Stored items:
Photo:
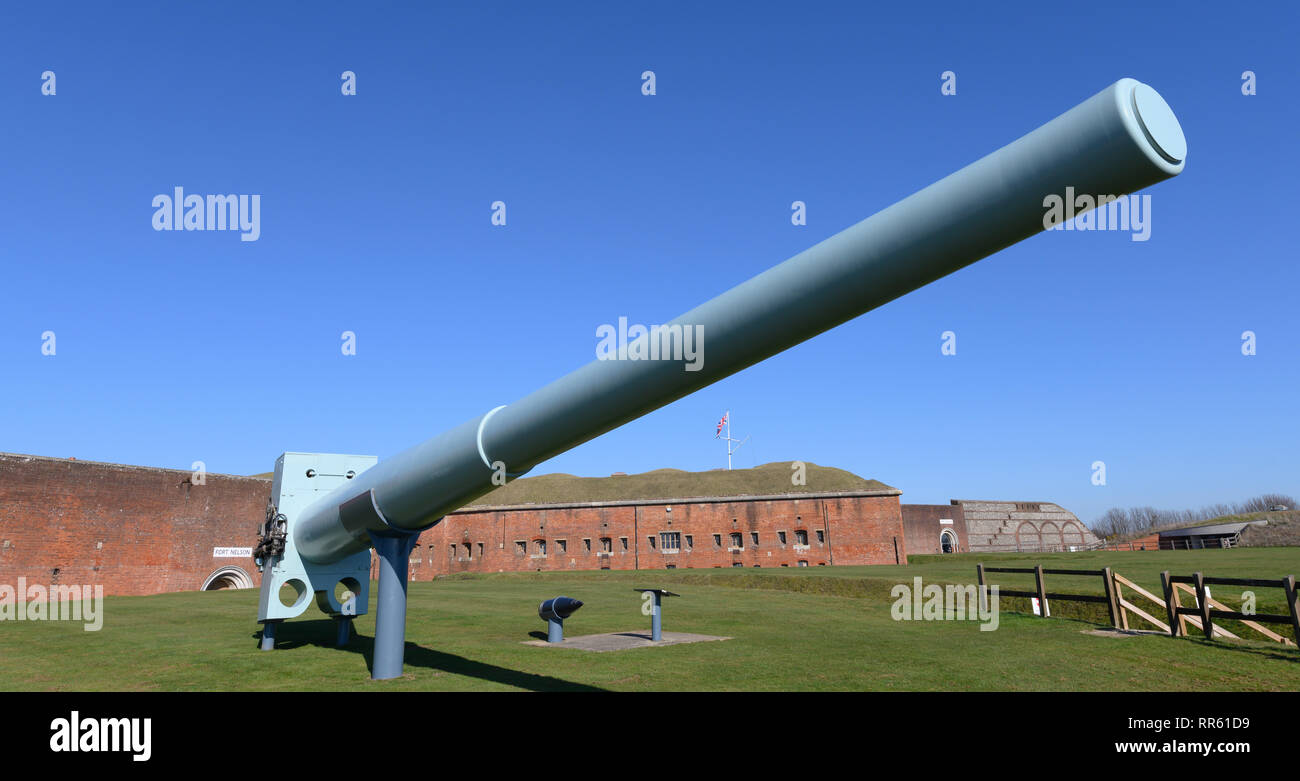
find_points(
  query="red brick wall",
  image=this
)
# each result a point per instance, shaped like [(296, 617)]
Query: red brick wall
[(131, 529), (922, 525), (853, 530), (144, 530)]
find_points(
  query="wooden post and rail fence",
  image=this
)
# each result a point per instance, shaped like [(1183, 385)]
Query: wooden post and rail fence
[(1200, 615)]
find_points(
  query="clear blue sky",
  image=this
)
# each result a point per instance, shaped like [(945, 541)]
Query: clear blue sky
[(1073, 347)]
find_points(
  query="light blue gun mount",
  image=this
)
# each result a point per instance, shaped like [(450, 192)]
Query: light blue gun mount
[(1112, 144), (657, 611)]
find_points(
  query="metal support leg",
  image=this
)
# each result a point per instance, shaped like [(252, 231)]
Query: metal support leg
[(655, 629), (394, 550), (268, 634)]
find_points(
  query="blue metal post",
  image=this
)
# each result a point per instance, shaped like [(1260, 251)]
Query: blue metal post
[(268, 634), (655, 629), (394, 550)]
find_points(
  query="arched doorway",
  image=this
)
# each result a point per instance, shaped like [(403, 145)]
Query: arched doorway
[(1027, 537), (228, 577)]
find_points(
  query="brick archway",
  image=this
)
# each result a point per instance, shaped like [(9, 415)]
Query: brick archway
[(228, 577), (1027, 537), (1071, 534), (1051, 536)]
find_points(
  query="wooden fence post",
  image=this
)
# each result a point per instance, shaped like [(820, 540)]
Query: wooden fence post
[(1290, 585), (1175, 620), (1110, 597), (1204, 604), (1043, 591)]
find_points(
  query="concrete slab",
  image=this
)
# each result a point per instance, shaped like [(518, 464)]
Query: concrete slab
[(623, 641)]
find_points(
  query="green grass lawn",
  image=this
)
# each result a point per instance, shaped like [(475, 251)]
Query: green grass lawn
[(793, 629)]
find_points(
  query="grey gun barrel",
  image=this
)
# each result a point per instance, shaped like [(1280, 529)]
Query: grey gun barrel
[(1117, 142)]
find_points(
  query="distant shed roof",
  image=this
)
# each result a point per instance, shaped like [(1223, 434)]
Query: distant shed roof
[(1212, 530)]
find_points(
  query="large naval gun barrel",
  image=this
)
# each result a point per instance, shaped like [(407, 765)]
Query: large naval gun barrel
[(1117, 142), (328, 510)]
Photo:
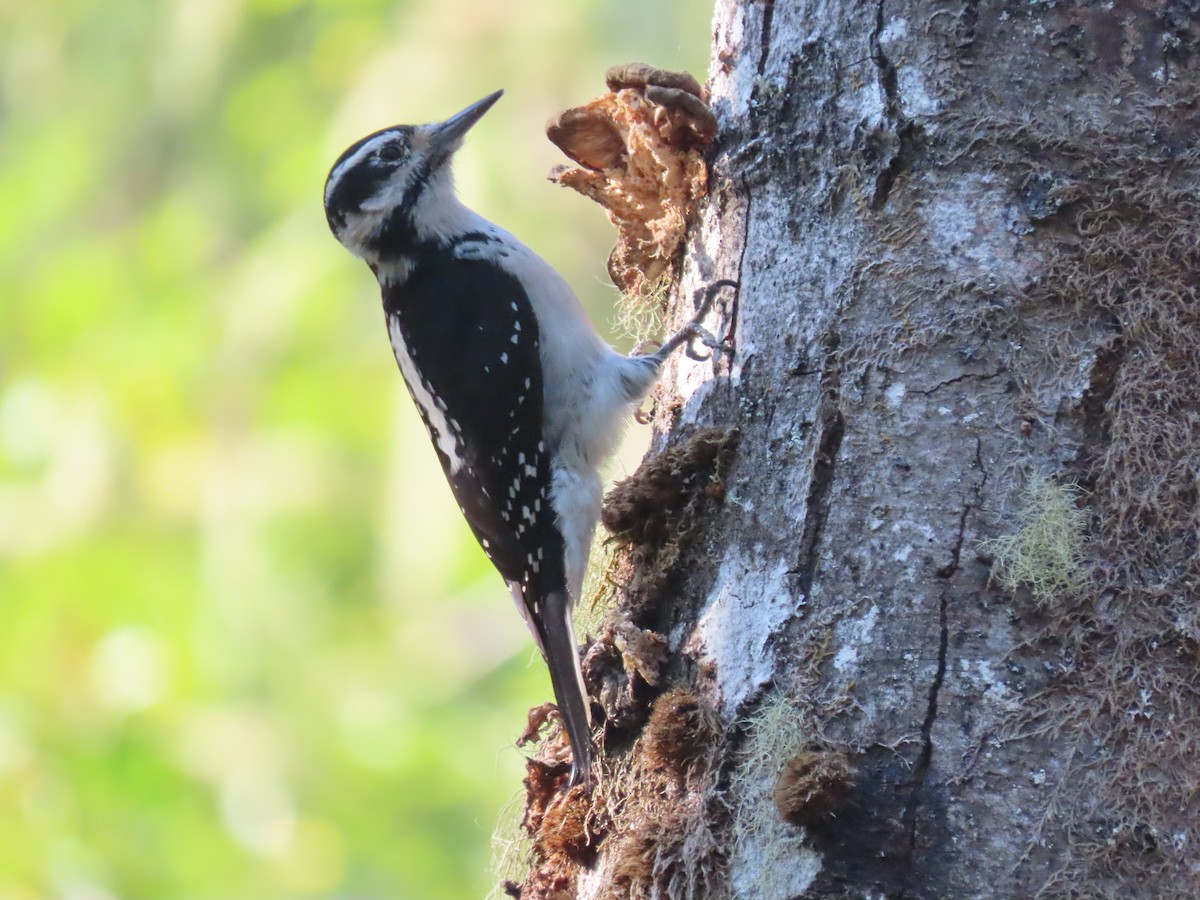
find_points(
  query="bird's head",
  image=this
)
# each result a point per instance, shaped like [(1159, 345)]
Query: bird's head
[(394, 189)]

==

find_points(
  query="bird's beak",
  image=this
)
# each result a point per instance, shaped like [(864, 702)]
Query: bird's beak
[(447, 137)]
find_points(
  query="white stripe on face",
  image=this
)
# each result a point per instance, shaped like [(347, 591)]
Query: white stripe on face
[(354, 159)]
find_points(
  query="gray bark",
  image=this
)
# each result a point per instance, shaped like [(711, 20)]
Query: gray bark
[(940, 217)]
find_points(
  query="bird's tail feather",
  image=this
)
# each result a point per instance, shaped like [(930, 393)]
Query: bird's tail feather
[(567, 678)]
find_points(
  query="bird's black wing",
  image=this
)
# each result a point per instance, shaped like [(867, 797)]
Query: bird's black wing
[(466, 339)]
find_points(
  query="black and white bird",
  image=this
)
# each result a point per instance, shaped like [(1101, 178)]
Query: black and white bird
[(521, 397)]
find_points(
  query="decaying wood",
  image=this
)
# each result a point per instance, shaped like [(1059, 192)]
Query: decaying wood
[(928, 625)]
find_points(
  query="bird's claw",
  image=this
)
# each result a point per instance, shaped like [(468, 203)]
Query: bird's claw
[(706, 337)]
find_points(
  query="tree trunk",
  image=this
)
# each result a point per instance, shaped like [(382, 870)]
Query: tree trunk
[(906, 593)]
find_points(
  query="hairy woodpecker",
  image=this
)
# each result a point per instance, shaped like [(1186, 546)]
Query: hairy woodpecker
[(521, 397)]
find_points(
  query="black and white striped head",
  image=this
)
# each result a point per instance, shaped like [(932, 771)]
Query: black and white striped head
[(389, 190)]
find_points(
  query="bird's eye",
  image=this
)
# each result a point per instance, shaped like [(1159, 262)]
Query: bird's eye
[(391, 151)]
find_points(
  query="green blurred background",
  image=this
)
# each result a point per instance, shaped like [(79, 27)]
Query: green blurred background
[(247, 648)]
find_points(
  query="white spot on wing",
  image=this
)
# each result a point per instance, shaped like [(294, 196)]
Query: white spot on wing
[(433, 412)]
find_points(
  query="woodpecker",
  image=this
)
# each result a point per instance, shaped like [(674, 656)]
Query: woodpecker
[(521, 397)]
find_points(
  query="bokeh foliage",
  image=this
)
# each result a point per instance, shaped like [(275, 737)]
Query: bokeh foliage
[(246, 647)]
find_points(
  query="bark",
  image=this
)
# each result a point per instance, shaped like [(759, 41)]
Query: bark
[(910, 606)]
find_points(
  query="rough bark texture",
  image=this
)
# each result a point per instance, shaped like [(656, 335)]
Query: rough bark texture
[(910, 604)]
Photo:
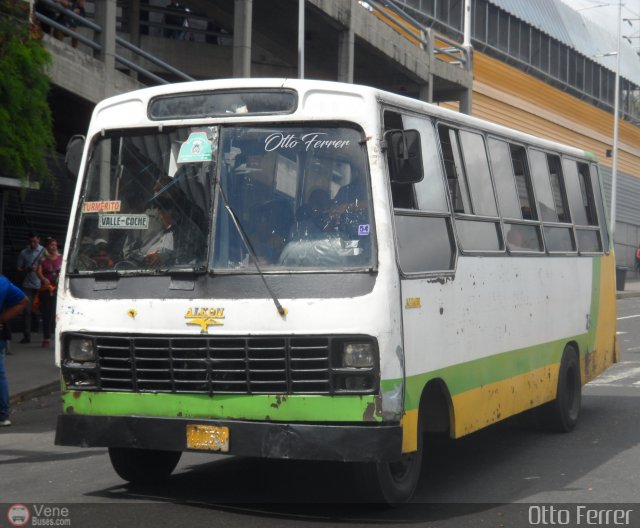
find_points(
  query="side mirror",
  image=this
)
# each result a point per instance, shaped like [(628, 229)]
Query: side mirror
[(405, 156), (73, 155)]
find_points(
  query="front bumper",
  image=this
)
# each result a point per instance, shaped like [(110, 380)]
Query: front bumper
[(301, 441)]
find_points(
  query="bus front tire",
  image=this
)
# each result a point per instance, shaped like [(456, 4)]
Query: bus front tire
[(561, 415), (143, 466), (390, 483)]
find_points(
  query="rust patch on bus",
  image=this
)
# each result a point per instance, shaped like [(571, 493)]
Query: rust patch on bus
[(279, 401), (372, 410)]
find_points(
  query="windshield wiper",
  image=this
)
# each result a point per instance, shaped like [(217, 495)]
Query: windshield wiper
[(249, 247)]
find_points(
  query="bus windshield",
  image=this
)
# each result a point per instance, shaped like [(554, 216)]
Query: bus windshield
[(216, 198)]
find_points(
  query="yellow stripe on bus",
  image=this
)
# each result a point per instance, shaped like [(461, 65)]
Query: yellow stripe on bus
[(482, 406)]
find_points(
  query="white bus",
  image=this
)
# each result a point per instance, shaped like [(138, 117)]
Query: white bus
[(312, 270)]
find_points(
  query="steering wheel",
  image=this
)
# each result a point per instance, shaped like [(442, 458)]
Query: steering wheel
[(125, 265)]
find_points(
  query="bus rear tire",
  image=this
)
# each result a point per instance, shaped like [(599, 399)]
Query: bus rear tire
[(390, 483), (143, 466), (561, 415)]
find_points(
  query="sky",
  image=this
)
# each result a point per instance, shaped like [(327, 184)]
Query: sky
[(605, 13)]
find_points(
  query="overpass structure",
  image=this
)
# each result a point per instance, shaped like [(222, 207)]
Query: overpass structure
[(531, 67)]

● **Required work**
Report how many lines of the rows above contain the string "bark", with case counting. Give only the number.

● **The answer**
6